### Prompt
The entries are to be repeated exactly, with all pictures omitted.

### Dataset
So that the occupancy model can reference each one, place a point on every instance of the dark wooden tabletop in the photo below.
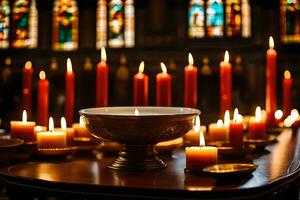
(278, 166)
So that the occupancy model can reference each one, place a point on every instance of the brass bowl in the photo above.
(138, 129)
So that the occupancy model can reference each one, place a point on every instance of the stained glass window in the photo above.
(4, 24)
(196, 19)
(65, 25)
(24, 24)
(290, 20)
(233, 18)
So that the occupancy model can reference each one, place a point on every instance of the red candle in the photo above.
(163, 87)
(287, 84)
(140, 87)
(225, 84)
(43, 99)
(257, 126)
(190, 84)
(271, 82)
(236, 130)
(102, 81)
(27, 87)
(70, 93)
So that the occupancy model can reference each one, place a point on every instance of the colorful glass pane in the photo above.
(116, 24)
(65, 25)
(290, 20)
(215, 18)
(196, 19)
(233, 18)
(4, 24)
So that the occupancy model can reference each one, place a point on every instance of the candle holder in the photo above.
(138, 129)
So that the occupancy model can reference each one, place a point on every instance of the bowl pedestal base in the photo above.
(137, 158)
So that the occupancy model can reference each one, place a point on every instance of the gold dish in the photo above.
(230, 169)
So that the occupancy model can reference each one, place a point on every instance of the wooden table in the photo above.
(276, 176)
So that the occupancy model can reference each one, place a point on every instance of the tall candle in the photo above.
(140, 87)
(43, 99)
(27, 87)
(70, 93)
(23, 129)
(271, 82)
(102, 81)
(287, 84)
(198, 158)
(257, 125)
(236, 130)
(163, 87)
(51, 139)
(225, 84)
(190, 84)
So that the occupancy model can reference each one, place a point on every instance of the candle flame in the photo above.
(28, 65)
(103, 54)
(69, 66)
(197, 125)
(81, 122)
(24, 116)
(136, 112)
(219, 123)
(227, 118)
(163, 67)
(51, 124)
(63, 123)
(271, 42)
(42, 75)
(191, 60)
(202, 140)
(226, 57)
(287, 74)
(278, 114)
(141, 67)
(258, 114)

### Answer to the exercise
So that the occupancy model can reference each one, place a point on every instance of the dark wooden tabletop in the photo below.
(278, 166)
So that the occupancy model can reference each one, place a point on every instance of the brass bowl in the photo above.
(138, 129)
So that the occupancy model can reference each one, place a point on every instance of the stained glass window in the photo above.
(4, 24)
(196, 19)
(65, 25)
(24, 24)
(290, 20)
(233, 18)
So that the occupancy model can reference each one, place a point on every instance of the red candle in the photo above.
(163, 87)
(287, 84)
(140, 87)
(225, 84)
(43, 99)
(257, 126)
(190, 84)
(271, 82)
(236, 130)
(102, 81)
(27, 87)
(70, 93)
So that the occupancy model can reference each one, place a point on every instance of the colorful glass pane in the photo above.
(116, 24)
(65, 25)
(290, 20)
(215, 18)
(196, 19)
(233, 18)
(4, 24)
So that the occupancy model can reference each one, place a point on every instance of the candle holder in the photo above.
(138, 129)
So that the occupancy model can reference each one, place a point on every instance of the bowl pedestal base in the photo above.
(137, 158)
So that the occupancy model can reference each one, place a point on every instance of the gold dish in the photo above.
(230, 169)
So that the occupancy model can reference each one, place a point on every instance of the wooden table in the photo above.
(276, 176)
So that the occupancy model can reference each one, place a point on every instance of the tall candle in the photo above.
(140, 87)
(43, 99)
(27, 87)
(70, 93)
(23, 129)
(271, 82)
(102, 81)
(287, 84)
(198, 158)
(257, 125)
(236, 130)
(163, 87)
(51, 139)
(225, 84)
(190, 84)
So that the occupancy model can reference each one, place a point on every instance of the candle flame in the photo above.
(28, 65)
(103, 54)
(69, 66)
(197, 125)
(81, 122)
(24, 116)
(136, 112)
(219, 123)
(227, 118)
(163, 67)
(51, 124)
(63, 123)
(271, 42)
(42, 75)
(191, 60)
(202, 140)
(226, 57)
(287, 74)
(278, 114)
(141, 67)
(258, 114)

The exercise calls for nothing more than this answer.